__Description of the task__. Below are some records. Return exactly the lines from the one with "Task: set one pin on each instance of the metal" to the one with "Target: green leaf", and nothing else.

__Provided data__.
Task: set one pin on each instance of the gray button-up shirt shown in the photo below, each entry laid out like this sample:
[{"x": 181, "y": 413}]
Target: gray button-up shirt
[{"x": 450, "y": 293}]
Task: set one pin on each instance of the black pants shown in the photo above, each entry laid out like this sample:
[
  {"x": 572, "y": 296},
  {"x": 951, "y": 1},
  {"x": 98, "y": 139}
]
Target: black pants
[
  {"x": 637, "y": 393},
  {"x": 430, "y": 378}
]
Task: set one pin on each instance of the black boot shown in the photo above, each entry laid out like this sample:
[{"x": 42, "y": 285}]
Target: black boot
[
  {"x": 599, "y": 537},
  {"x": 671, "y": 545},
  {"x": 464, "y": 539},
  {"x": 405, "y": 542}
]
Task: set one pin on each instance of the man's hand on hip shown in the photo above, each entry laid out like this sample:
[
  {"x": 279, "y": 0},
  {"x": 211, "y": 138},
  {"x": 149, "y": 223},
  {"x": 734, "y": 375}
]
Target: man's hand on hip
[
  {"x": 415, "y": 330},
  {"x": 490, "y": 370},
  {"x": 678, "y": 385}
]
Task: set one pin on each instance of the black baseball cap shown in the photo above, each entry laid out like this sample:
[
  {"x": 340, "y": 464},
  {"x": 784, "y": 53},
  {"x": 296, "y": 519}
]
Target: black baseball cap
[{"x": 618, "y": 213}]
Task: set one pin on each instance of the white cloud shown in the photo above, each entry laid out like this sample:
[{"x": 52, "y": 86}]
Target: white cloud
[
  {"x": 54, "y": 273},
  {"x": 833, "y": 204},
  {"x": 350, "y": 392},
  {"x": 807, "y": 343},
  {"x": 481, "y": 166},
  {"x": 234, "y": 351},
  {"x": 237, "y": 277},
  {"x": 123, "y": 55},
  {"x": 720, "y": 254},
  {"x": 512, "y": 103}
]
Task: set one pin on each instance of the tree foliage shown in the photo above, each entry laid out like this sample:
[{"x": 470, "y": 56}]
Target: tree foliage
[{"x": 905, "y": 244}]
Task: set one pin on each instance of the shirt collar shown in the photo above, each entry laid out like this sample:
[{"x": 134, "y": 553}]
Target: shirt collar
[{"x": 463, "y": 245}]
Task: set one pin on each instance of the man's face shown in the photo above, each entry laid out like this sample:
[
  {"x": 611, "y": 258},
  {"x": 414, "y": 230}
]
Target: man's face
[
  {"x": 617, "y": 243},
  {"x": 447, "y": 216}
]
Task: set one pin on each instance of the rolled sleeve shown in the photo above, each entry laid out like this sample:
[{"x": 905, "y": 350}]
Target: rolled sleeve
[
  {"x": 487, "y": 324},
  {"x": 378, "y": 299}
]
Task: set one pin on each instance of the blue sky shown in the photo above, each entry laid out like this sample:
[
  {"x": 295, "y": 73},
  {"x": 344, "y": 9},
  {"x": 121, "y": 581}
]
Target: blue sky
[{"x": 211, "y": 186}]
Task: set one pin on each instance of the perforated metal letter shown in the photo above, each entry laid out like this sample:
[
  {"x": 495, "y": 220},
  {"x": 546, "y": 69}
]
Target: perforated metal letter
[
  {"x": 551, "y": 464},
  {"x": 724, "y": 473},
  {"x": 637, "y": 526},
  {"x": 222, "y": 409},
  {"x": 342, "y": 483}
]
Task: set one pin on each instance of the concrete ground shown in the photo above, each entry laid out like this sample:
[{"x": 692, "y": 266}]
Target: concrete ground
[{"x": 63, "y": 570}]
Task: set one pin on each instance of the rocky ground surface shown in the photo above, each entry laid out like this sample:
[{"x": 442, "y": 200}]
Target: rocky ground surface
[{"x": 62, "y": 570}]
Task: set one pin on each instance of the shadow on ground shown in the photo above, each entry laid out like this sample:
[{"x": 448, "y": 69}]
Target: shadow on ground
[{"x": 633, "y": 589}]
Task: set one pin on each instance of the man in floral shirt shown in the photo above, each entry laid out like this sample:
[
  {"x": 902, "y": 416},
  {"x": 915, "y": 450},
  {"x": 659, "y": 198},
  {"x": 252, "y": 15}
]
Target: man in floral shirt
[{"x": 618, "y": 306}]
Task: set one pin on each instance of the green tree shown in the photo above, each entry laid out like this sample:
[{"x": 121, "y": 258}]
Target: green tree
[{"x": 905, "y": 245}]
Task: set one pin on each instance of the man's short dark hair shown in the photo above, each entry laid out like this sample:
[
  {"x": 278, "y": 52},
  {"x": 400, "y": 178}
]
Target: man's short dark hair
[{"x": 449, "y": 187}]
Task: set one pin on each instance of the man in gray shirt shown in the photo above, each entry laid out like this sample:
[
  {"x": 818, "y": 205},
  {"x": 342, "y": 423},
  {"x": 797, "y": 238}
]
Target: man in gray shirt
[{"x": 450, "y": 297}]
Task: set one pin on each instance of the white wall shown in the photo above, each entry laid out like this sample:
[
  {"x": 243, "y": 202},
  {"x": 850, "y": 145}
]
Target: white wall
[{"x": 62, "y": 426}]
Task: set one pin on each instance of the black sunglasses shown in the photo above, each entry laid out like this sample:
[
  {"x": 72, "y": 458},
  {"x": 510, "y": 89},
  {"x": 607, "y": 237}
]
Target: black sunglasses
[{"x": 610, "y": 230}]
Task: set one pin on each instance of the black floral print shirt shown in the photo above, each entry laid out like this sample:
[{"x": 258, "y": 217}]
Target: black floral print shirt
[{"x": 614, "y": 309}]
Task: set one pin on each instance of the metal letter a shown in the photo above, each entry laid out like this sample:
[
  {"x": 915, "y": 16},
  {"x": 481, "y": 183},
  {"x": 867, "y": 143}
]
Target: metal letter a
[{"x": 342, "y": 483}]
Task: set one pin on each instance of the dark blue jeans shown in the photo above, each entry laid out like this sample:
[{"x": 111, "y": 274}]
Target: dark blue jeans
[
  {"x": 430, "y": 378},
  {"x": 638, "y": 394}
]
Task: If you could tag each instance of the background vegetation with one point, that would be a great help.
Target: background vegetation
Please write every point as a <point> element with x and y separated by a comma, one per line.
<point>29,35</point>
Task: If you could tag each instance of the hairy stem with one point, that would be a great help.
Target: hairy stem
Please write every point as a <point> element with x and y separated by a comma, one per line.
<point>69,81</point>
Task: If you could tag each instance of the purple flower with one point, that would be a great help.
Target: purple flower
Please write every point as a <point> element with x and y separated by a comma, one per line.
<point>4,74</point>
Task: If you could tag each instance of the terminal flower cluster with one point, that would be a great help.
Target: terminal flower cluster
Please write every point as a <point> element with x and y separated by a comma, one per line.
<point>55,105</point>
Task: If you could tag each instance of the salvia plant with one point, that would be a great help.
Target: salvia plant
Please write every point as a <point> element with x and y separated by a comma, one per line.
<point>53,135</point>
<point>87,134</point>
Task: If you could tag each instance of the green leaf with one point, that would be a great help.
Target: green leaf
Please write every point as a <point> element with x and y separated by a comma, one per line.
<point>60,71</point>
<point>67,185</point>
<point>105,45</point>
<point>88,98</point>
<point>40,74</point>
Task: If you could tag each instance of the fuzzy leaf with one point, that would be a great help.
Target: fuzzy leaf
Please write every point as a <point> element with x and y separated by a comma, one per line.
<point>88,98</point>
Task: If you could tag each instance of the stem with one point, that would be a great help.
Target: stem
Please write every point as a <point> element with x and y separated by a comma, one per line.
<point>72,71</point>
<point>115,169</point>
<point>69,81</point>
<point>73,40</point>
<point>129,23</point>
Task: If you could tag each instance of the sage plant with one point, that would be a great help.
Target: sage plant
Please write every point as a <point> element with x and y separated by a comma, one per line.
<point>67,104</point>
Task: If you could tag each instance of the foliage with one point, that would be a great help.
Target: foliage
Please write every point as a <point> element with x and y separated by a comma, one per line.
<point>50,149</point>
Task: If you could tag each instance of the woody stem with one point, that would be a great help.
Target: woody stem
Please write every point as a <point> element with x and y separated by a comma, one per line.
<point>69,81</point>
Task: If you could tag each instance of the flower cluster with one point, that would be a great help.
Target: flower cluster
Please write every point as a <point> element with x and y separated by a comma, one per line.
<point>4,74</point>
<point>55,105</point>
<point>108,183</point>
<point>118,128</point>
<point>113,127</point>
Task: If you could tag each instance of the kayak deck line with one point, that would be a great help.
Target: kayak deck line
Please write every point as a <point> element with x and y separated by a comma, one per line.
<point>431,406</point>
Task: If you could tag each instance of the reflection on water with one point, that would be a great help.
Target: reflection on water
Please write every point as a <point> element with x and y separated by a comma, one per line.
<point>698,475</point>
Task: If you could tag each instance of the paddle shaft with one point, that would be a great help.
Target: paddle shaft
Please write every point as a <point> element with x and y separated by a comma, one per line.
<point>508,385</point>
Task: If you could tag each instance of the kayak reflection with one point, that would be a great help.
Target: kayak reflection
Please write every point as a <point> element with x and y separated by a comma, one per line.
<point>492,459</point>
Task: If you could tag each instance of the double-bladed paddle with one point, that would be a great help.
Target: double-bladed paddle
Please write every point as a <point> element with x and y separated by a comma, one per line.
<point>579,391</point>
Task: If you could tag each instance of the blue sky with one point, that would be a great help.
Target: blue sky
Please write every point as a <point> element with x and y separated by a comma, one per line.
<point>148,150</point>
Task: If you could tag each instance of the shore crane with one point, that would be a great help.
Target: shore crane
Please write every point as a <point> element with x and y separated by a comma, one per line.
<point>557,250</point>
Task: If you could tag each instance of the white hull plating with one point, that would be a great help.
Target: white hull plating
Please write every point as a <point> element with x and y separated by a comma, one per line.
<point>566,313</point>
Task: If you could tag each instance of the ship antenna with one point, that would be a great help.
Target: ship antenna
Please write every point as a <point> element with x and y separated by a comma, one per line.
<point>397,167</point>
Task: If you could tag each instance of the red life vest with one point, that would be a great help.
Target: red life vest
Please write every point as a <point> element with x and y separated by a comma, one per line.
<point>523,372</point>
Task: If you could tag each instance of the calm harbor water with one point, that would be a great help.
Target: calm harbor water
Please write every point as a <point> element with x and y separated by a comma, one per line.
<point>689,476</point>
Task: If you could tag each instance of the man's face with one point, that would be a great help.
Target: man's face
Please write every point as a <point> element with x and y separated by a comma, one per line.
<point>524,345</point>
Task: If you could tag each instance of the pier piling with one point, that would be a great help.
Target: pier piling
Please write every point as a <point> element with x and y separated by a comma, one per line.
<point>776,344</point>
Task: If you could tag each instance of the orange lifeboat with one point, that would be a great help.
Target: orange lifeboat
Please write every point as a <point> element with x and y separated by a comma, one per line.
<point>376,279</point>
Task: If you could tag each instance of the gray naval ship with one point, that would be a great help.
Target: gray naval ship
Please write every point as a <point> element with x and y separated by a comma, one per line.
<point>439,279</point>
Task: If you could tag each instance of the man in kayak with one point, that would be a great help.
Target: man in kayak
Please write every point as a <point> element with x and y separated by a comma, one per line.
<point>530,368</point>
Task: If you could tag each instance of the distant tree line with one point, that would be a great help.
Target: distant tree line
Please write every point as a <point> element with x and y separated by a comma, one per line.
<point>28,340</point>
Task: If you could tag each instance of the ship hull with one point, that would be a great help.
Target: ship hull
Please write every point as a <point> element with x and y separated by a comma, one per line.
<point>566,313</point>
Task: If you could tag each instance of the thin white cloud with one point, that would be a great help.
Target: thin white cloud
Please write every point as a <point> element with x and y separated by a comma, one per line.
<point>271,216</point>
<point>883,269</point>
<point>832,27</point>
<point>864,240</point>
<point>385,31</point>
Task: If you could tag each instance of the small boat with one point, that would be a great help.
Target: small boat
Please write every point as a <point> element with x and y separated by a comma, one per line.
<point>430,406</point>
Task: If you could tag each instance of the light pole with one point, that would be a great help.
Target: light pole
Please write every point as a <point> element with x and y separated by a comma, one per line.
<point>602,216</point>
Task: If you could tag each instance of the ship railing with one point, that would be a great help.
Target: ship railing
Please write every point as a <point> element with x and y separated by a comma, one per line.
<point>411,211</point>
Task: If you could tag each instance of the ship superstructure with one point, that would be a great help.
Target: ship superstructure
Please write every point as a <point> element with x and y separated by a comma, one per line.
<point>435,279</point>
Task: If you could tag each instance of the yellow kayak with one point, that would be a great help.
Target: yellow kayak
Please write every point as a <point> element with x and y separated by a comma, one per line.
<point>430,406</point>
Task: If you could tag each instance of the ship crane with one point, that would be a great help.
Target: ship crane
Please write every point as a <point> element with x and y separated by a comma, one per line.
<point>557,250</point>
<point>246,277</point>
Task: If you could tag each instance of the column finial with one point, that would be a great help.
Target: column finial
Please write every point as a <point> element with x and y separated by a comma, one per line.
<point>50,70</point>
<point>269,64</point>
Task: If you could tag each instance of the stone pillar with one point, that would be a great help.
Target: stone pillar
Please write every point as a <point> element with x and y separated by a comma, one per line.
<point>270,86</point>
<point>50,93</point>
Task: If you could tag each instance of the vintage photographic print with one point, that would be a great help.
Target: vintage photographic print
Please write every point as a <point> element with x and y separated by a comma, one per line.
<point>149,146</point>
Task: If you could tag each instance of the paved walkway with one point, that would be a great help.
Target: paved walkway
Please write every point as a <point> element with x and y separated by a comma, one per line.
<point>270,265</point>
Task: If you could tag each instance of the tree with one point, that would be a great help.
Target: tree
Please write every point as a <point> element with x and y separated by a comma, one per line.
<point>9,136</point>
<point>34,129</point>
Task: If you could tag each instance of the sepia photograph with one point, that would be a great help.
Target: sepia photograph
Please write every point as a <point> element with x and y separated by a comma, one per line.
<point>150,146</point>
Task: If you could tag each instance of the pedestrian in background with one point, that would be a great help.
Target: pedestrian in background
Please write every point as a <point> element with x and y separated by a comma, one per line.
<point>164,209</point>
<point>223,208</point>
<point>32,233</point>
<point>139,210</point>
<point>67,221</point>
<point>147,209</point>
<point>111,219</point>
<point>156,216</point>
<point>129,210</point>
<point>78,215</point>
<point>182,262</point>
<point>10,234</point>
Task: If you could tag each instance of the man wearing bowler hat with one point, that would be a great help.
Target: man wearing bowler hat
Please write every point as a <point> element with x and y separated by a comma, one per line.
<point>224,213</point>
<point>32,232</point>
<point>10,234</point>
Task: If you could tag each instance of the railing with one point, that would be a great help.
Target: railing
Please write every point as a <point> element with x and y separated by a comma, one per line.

__Answer below__.
Task: set one pin on each instance of the metal letter a shown in the photo above, each entry laid out like this sample:
[
  {"x": 915, "y": 16},
  {"x": 481, "y": 183},
  {"x": 867, "y": 143}
]
Target: metal letter a
[{"x": 342, "y": 483}]
Task: set one pin on each instance of the dark blue jeans shown in the photo above, each entry laid out like this sample:
[{"x": 111, "y": 274}]
Target: dark blue jeans
[
  {"x": 430, "y": 378},
  {"x": 638, "y": 394}
]
Task: If you could tag each instance of the background vegetation with one point, that would be a great help.
Target: background vegetation
Please write every point as a <point> element with x and y separated by a comma, one per line.
<point>29,35</point>
Task: If you could tag each instance of the hairy stem with one point, that would be a great help.
Target: hairy stem
Please write every point as a <point> element with x and y separated by a comma, one per line.
<point>69,81</point>
Task: If you could tag each instance of the purple flower with one point, that would be a great help.
Target: purple flower
Please write every point as a <point> element with x and y separated by a comma, one per line.
<point>4,74</point>
Task: If you could tag each instance of the terminal flower cluster with one point, that would be a great help.
Target: terminal flower cluster
Please write every point as a <point> element with x and y separated by a comma, one per line.
<point>55,105</point>
Task: If you could tag each instance of the salvia plant with one point, that would be a great help.
Target: salvia plant
Please write every point as a <point> element with x and y separated by a comma, one per line.
<point>53,135</point>
<point>87,134</point>
Task: If you could tag each instance of the green leaf with one point, that would be a great help.
Target: green leaf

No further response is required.